◆ Aim of the exercise
The records below need to be repeated exactly, with every picture left out.

Data excerpts:
================
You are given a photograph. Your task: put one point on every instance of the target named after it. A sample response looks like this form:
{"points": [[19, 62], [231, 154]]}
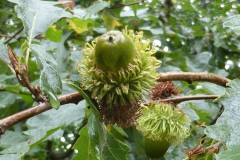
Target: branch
{"points": [[191, 76], [177, 100], [18, 32], [128, 4], [33, 111], [21, 71], [75, 97]]}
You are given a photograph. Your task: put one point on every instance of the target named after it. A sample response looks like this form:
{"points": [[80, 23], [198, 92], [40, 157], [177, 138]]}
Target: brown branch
{"points": [[177, 100], [75, 97], [18, 32], [33, 111], [194, 152], [128, 4], [191, 76]]}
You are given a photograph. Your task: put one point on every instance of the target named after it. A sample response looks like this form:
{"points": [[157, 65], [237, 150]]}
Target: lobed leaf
{"points": [[225, 130]]}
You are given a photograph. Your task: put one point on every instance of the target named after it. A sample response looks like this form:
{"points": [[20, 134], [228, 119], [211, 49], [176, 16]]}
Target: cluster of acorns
{"points": [[120, 70]]}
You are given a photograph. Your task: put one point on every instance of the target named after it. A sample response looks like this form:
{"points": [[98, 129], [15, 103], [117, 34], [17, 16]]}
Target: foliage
{"points": [[189, 36]]}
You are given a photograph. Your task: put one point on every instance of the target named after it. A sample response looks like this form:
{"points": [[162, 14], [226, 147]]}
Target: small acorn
{"points": [[161, 124], [119, 69], [114, 50]]}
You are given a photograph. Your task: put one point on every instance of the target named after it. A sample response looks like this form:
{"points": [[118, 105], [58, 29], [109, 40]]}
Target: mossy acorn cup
{"points": [[161, 124], [114, 50], [119, 69]]}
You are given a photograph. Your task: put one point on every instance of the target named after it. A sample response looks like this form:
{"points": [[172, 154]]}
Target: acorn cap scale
{"points": [[114, 50]]}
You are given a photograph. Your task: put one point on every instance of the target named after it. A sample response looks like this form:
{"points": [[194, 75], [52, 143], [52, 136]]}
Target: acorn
{"points": [[120, 70], [161, 124], [114, 50]]}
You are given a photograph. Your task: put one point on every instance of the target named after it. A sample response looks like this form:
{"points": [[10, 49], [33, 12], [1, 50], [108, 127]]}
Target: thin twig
{"points": [[75, 97], [177, 100], [21, 71], [191, 76], [33, 111], [218, 115], [128, 4], [18, 32]]}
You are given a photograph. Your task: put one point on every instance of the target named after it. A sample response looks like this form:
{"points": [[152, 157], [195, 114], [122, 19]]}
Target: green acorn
{"points": [[161, 125], [114, 50], [119, 70]]}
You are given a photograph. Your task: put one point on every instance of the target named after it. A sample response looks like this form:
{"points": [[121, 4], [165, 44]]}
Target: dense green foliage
{"points": [[189, 36]]}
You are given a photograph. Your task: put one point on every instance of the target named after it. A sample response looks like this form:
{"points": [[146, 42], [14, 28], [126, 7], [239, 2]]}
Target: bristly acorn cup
{"points": [[161, 125], [119, 69]]}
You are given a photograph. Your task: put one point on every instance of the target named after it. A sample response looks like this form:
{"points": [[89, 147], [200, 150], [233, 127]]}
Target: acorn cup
{"points": [[161, 124], [119, 69]]}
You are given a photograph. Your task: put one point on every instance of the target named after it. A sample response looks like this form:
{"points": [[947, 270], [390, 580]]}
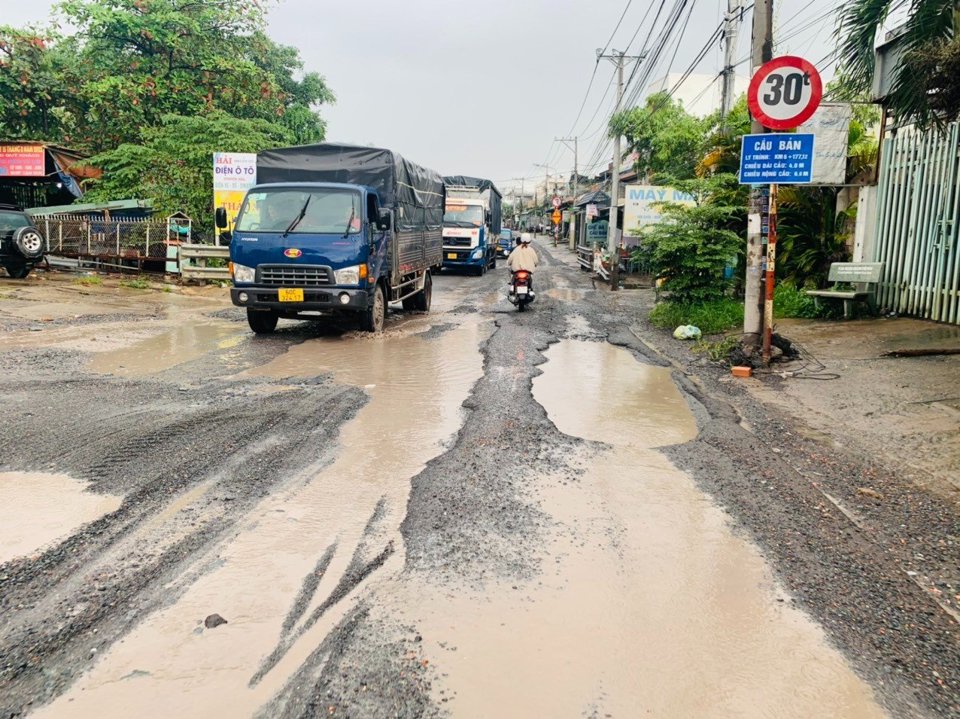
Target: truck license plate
{"points": [[290, 295]]}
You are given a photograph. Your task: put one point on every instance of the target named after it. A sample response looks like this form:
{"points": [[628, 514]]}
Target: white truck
{"points": [[471, 223]]}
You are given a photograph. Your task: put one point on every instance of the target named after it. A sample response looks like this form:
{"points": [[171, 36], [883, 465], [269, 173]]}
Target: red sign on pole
{"points": [[785, 93], [20, 160]]}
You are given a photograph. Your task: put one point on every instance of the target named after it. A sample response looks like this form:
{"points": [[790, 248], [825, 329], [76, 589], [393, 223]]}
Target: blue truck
{"points": [[471, 223], [335, 230]]}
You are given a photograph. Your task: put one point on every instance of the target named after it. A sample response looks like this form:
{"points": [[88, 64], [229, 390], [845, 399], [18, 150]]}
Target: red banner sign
{"points": [[21, 160]]}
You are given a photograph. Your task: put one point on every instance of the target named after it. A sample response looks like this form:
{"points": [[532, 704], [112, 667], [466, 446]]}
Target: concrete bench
{"points": [[864, 276]]}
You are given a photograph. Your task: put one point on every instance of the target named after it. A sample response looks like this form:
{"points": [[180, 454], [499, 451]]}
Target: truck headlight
{"points": [[347, 276], [242, 273]]}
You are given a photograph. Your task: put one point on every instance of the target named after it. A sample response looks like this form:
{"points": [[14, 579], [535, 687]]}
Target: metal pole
{"points": [[771, 278], [731, 28], [613, 245], [752, 316]]}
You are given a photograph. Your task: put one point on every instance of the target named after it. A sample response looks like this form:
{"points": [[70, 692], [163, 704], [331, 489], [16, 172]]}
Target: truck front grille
{"points": [[295, 275]]}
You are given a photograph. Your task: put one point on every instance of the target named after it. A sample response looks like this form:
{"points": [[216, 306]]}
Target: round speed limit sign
{"points": [[785, 93]]}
================
◆ Solution
You are given a photograph. Your task: put one point on every instance of the target named after it. A sample response looks like this form:
{"points": [[19, 62], [231, 154]]}
Target: branch
{"points": [[191, 76], [177, 100], [18, 32], [128, 4], [33, 111], [21, 71], [75, 97]]}
You are given a photograph. Your task: put one point on every instance of the target named after it. A sample response looks like this form:
{"points": [[80, 23], [198, 92], [40, 157], [177, 138]]}
Target: brown branch
{"points": [[177, 100], [75, 97], [18, 32], [33, 111], [194, 152], [128, 4], [191, 76]]}
You are given a photograph. Your task: put one point on every instance of the target named after it. A sample response looks like this form:
{"points": [[157, 65], [237, 150]]}
Target: lobed leaf
{"points": [[225, 130]]}
You are given a photograph. Your task: put one point on every instance of the target named after it. A sample response looks like this form:
{"points": [[20, 134], [228, 119], [211, 49], [176, 16]]}
Target: cluster of acorns
{"points": [[120, 70]]}
You are given a photograph. Your task: put one point on every instance of the target named after it. A sample response looks like this form:
{"points": [[98, 129], [15, 103], [117, 34], [17, 16]]}
Target: foliage
{"points": [[189, 36]]}
You are given a photograph. Your task: put one point on every instance of the target named after it. A sample response looks like this form:
{"points": [[162, 14], [226, 147]]}
Target: small acorn
{"points": [[161, 124], [119, 69], [114, 50]]}
You are given a photograph. Your task: put one point on every instance of the target named after it. A sample response looks like this form:
{"points": [[118, 105], [58, 29], [109, 40]]}
Target: mossy acorn cup
{"points": [[161, 124], [114, 50], [119, 69]]}
You are given a photograph. Your task: put one point on every instance of the target named after it. A sample response looks like this form:
{"points": [[172, 154]]}
Target: acorn cap scale
{"points": [[114, 50]]}
You are given a photograph. Your task: put one point on every instance of the target named after it. A sample response looks like this form:
{"points": [[194, 75], [52, 143], [52, 136]]}
Target: acorn
{"points": [[120, 70], [161, 124], [114, 50]]}
You are given a photograph. Your task: put one point on every instance of the target named after it. A sample response looks like this form:
{"points": [[10, 49], [33, 12], [1, 50], [108, 127]]}
Target: thin twig
{"points": [[75, 97], [177, 100], [21, 71], [191, 76], [33, 111], [218, 115], [128, 4], [18, 32]]}
You are given a photograph. Your task: put one point on every instance of the target named after it. A sample response looks like this form:
{"points": [[152, 157], [195, 114], [122, 19]]}
Target: green acorn
{"points": [[161, 125], [114, 50], [119, 70]]}
You are given a photograph. Your task: put one point on every instance of the target named after it. A sample response looks like this form:
{"points": [[121, 4], [165, 44]]}
Target: dense green foliage
{"points": [[189, 36]]}
You are given a photograph. Your task: put one point on every instance of the target named after it. A sample response looks like this form:
{"points": [[146, 42], [14, 28], [126, 7], [239, 2]]}
Target: bristly acorn cup
{"points": [[161, 125], [119, 69]]}
You are given a photograph. Your task: put one point on every instance of the target named after it. A sample response looks like this form:
{"points": [[89, 147], [200, 150], [233, 127]]}
Target: acorn cup
{"points": [[161, 124], [119, 69]]}
You are given a photograph. Your task: put one point on every instance of the target named after it. A sample response looks like this form:
{"points": [[947, 270], [390, 580]]}
Target: truck license plate
{"points": [[290, 295]]}
You are given a photograph. Your task: put one point on every instance of the target named after it. A sample response looks like this form:
{"points": [[628, 514]]}
Target: white truck
{"points": [[471, 223]]}
You are given a photograph. Your task: put one point on every instance of the target named after it. A sample response looks like this form:
{"points": [[171, 36], [883, 465], [269, 173]]}
Target: red sign on pole
{"points": [[785, 93], [20, 160]]}
You are given a photograph. Your task: put one point on every instance of the target named after it. A sample response looks like this form:
{"points": [[790, 248], [825, 329], [76, 589], [393, 223]]}
Target: blue truck
{"points": [[471, 223], [335, 230]]}
You are given a photograph. Your task: put one point on every instance of the target named after it. A sample response looks like this form:
{"points": [[88, 64], [229, 390], [845, 399], [18, 150]]}
Target: red banner sign
{"points": [[21, 160]]}
You are given a photograph. Your task: put one point on every instance of the target named after it. A sample response looks like this form:
{"points": [[532, 704], [112, 667], [466, 446]]}
Target: concrete bench
{"points": [[864, 276]]}
You are given a photograph. Your task: put one point on every instance of the target named after it. A sample response looks like this form:
{"points": [[180, 454], [499, 451]]}
Target: truck headlight
{"points": [[347, 276], [242, 273]]}
You are given a photograph. Your task: put one point on every instance of the target named after it. A sample response looks like this form:
{"points": [[14, 579], [535, 687]]}
Target: metal pole
{"points": [[771, 278], [731, 28], [613, 245], [752, 316]]}
You are given a photograph. Your task: put one point on every instance of the target named after it. A sample response looks like this form:
{"points": [[70, 692], [163, 704], [331, 489], [16, 172]]}
Target: truck front grille
{"points": [[295, 275]]}
You are given a photograph. Your task: put one point on every instance of the target named after it. A sample response looks like this form:
{"points": [[216, 306]]}
Target: round speed limit sign
{"points": [[785, 93]]}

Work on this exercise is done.